> [Exercise directions] Your task is to copy every line of the entries that holds the word "each".

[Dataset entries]
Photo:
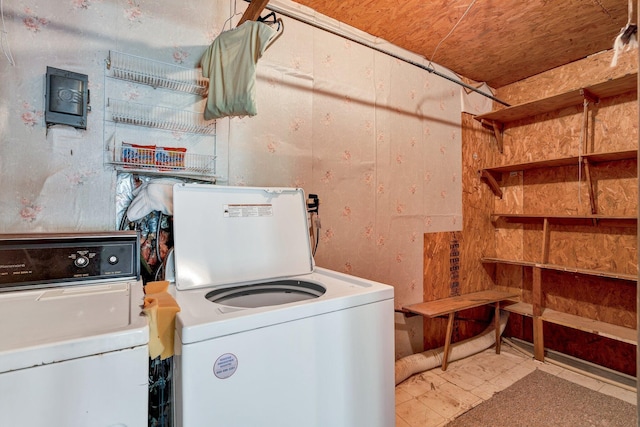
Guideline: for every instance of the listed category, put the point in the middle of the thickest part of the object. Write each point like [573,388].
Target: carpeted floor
[542,399]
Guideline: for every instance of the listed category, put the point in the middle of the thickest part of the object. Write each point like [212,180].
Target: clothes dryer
[73,345]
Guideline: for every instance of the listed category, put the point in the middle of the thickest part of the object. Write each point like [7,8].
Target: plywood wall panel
[608,118]
[589,71]
[608,300]
[444,252]
[612,126]
[603,351]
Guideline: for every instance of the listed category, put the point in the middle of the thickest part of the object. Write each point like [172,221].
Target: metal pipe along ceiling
[393,55]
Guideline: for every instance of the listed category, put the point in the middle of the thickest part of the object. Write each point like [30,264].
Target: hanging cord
[627,38]
[451,31]
[4,39]
[233,12]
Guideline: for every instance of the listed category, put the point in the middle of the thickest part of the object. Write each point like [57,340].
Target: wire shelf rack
[156,74]
[159,117]
[166,160]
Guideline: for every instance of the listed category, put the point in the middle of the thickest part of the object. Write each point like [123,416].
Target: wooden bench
[449,306]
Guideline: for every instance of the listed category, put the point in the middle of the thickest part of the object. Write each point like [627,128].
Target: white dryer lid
[226,235]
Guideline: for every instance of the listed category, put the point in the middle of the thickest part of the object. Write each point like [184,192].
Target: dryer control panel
[48,260]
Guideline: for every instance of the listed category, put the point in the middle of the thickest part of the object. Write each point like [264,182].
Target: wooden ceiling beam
[253,11]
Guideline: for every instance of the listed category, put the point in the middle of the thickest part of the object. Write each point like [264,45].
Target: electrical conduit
[420,362]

> [Output below]
Guideline: for every instance of the listed category, put the point in the middle of the thickest part of the object. Write each point like [573,388].
Guideline: for every instance of the listed category, put the point in the middle of the thickest part of the object. Write each point like [212,180].
Guideline: for every instance of the listed category, put the point in the middle of the thickest part of the object. Write each point like [7,8].
Guideline: for every instance of the listed category, put the point in the middle of the thickest part of the object. Write each point like [172,221].
Guideline: for every instance of the listed category, put the point in the middle of the thickest part of the object. Write each point like [30,264].
Guideline: for every instance of the listed category, put the point in the middle of the thickest part of the object. Write each point like [57,340].
Guideline: for every instance of the listed category, put the point in the middle of the thickest part of the object. Write each point like [123,416].
Guideline: for every instance of the listed category, put the point in the middle of the thickest part of the object. Write each point like [627,128].
Guideline: for every instance of the listed category, put the point in the middle of the thickest part of the object. Write each point like [184,192].
Guideline: for every instance of the listed category, put the point in the middle of the thickest part of the object. Write each point like [264,182].
Guideline: for every instance of the listed category, put the point in the middle of the thickest part of the object. Write each point like [264,45].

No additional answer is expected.